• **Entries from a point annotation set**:
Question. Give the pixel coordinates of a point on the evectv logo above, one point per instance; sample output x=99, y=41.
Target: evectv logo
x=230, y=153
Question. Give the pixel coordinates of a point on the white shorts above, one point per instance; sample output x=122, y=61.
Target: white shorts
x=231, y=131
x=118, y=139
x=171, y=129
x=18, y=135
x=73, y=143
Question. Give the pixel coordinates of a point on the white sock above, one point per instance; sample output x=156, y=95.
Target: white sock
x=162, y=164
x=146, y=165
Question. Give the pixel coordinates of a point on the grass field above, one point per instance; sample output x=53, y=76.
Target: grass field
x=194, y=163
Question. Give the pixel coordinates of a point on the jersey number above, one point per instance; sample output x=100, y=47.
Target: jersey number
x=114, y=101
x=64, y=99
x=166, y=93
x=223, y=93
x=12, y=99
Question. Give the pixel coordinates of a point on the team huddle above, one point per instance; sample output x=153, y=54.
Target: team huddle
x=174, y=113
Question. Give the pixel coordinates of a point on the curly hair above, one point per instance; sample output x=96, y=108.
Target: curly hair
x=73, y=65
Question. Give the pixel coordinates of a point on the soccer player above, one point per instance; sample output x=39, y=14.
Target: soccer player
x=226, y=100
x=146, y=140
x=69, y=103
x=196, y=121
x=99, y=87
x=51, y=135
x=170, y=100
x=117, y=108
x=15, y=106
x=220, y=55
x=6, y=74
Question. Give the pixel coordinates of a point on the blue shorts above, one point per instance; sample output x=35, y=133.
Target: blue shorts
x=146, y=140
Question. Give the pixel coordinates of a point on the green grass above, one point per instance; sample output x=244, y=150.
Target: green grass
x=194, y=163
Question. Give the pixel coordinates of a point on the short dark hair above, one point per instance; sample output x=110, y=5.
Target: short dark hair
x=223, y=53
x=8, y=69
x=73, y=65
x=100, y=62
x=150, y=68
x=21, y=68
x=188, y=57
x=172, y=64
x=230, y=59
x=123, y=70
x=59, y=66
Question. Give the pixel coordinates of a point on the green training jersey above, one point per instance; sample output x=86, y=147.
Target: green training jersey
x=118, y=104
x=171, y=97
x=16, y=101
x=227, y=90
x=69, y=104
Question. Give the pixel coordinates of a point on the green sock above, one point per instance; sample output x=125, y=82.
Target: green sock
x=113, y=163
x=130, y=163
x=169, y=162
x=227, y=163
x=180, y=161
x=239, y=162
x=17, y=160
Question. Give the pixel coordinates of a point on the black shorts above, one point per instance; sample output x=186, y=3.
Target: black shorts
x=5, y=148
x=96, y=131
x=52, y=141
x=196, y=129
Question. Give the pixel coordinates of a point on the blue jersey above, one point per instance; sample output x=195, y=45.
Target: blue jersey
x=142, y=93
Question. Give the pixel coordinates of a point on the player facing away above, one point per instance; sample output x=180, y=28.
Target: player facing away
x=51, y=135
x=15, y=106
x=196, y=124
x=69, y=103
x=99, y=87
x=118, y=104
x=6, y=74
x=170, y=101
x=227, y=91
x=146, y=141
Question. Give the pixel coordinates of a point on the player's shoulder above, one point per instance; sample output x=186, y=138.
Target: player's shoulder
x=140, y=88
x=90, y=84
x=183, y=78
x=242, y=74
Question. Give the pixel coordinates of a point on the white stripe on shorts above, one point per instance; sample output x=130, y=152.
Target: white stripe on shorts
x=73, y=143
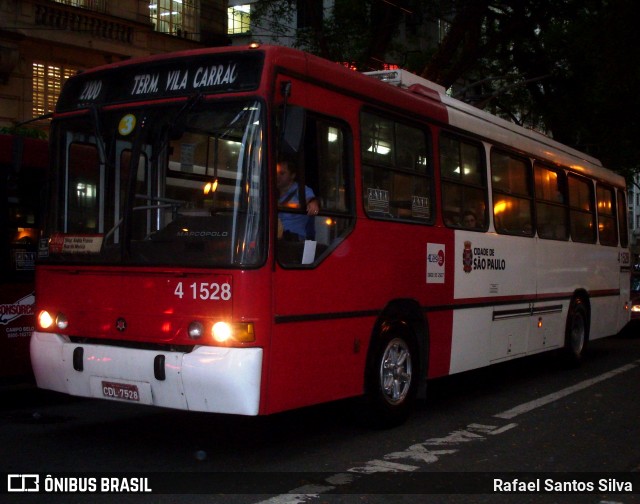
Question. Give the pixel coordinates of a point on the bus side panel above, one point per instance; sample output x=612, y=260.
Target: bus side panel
x=17, y=321
x=495, y=285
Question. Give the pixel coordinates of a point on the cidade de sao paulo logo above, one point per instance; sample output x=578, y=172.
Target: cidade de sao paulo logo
x=481, y=258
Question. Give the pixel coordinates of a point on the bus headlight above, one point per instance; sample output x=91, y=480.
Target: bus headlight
x=45, y=320
x=241, y=332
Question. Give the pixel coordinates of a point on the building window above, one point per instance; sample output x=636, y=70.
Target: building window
x=95, y=5
x=47, y=84
x=239, y=17
x=176, y=17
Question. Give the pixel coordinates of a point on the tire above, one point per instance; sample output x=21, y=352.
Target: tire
x=577, y=332
x=392, y=379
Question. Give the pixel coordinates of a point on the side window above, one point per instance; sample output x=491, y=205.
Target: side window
x=551, y=203
x=622, y=218
x=607, y=225
x=396, y=170
x=315, y=208
x=512, y=194
x=581, y=208
x=464, y=186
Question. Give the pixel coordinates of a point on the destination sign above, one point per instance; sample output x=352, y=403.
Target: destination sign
x=206, y=73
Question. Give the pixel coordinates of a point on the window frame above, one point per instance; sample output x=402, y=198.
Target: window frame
x=603, y=217
x=482, y=186
x=540, y=200
x=422, y=207
x=520, y=197
x=575, y=210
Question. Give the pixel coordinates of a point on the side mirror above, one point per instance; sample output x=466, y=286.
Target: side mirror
x=293, y=121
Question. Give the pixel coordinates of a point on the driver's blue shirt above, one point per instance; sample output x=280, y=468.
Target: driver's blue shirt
x=294, y=223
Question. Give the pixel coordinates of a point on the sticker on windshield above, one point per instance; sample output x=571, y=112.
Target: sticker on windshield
x=75, y=244
x=127, y=124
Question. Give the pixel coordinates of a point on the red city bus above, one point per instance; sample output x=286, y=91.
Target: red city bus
x=23, y=165
x=252, y=230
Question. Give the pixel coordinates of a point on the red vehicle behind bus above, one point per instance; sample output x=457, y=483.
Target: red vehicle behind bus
x=23, y=165
x=251, y=230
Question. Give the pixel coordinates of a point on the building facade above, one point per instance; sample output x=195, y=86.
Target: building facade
x=42, y=42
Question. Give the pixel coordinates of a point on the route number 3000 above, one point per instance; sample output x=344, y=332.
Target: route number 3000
x=204, y=290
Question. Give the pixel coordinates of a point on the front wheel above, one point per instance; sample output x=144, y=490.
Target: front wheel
x=392, y=380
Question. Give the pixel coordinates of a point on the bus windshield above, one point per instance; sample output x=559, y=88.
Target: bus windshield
x=164, y=185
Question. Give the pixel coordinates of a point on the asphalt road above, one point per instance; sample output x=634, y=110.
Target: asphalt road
x=571, y=433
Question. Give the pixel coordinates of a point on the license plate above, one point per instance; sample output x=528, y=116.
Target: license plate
x=123, y=391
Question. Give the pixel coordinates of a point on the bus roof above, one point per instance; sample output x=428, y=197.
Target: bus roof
x=409, y=94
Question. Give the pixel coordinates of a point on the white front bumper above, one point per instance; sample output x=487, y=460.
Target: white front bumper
x=212, y=379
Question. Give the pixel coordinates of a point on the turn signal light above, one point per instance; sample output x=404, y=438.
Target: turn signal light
x=241, y=332
x=46, y=320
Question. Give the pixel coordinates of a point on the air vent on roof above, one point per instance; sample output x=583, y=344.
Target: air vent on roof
x=404, y=79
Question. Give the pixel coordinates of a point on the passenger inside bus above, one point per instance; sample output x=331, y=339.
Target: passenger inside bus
x=295, y=226
x=469, y=220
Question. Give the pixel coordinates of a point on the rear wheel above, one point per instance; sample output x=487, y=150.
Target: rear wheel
x=392, y=379
x=577, y=331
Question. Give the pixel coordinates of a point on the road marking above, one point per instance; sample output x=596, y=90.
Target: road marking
x=421, y=452
x=542, y=401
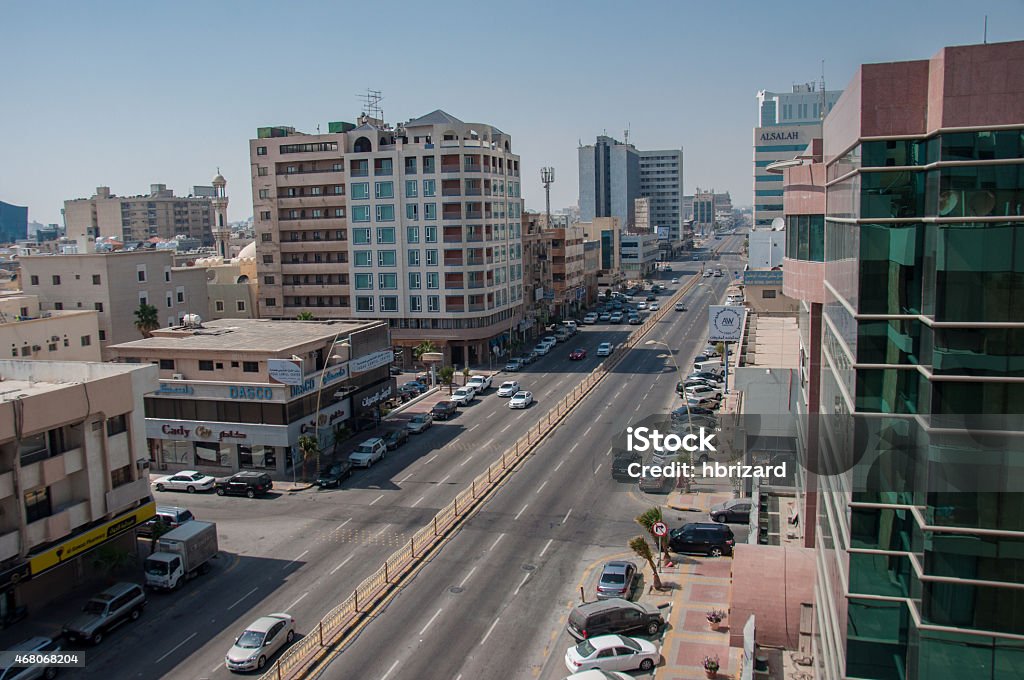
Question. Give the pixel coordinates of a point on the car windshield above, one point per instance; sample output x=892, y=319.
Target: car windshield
x=251, y=640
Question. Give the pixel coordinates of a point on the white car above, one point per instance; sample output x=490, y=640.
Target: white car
x=508, y=388
x=612, y=652
x=186, y=480
x=260, y=641
x=521, y=399
x=463, y=395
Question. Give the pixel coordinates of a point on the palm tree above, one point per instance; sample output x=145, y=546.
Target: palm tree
x=145, y=320
x=640, y=547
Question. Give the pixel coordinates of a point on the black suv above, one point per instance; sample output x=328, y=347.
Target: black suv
x=250, y=484
x=714, y=540
x=612, y=617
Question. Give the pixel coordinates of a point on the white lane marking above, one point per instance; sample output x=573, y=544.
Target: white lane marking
x=292, y=605
x=485, y=636
x=175, y=648
x=295, y=560
x=242, y=598
x=345, y=561
x=467, y=577
x=424, y=629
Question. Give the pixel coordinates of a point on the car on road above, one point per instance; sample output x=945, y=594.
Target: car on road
x=612, y=652
x=613, y=615
x=185, y=480
x=463, y=396
x=521, y=399
x=713, y=540
x=443, y=410
x=617, y=580
x=420, y=423
x=736, y=510
x=369, y=453
x=260, y=641
x=332, y=475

• **Directive**: Rewrite the part that opens with the line containing "Question. Give the pixel coordinates of a point on the asphalt" and closes with the line containing "x=409, y=94", putting "number plate" in place of "license plate" and leaving everything else unchanged.

• **Answer for this exercise**:
Question. Give the pixel coordinates of a point on the asphalt road above, one point per instance; sample output x=634, y=110.
Target: asphalt road
x=571, y=433
Question. Give the pixel coordinates of a point on the number plate above, one point per instance; sample output x=528, y=116.
Target: number plate
x=123, y=391
Question. Give the pixel coordinates of a point on the bus roof above, one point per instance; sample output x=428, y=197.
Target: bus roof
x=409, y=94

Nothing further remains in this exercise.